(begin)

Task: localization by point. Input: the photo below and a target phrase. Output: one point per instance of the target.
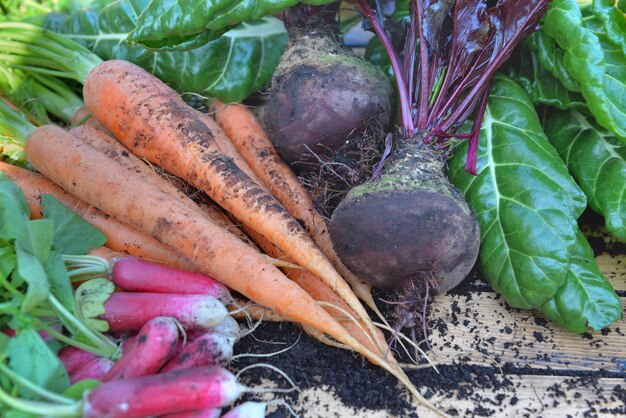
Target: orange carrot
(321, 292)
(252, 142)
(156, 124)
(118, 152)
(104, 183)
(120, 236)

(end)

* Goal *
Put every line of the records above into a JSON list of strings, one string per line, with blank lines skipped and the pictures left out.

* Exercise output *
[
  "Task: localization by point. Input: the photo below and a target phrase. Output: one point per instance of the target.",
  "Target: orange carrot",
  "(321, 292)",
  "(252, 142)",
  "(156, 124)",
  "(118, 152)",
  "(104, 183)",
  "(120, 236)"
]